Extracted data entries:
--- START ---

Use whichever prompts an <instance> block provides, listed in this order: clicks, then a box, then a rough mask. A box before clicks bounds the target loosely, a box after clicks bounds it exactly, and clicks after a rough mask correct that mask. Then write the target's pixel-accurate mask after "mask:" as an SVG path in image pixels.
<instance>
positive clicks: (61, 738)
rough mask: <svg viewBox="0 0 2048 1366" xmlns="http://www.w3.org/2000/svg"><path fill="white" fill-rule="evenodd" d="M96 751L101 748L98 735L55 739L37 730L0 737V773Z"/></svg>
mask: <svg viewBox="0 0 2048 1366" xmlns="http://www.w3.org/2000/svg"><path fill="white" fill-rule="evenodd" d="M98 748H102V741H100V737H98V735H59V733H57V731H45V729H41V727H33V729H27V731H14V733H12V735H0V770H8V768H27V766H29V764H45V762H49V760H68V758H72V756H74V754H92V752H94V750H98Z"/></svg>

--- END ---

Render every line of the material as a JSON list of strings, one string per line, omitting any blank lines.

[
  "Use whichever prompts an <instance> block provides, listed in this order: clicks, then a box, then a rough mask. A box before clicks bounds the target loosely, a box after clicks bounds it exactly, and clicks after a rough mask correct that mask. Then write the target's pixel-accurate mask after \"mask:\" as an SVG path in image pixels.",
  "<instance>",
  "positive clicks: (61, 738)",
  "rough mask: <svg viewBox=\"0 0 2048 1366\" xmlns=\"http://www.w3.org/2000/svg\"><path fill=\"white\" fill-rule=\"evenodd\" d=\"M96 751L101 748L98 735L55 739L37 730L0 737V773Z\"/></svg>",
  "mask: <svg viewBox=\"0 0 2048 1366\" xmlns=\"http://www.w3.org/2000/svg\"><path fill=\"white\" fill-rule=\"evenodd\" d=\"M98 748H102V741H100V737H98V735H59V733H57V731H45V729H41V727H33V729H27V731H14V733H12V735H0V770H8V768H27V766H29V764H45V762H49V760H68V758H72V756H74V754H92V752H94V750H98Z\"/></svg>"
]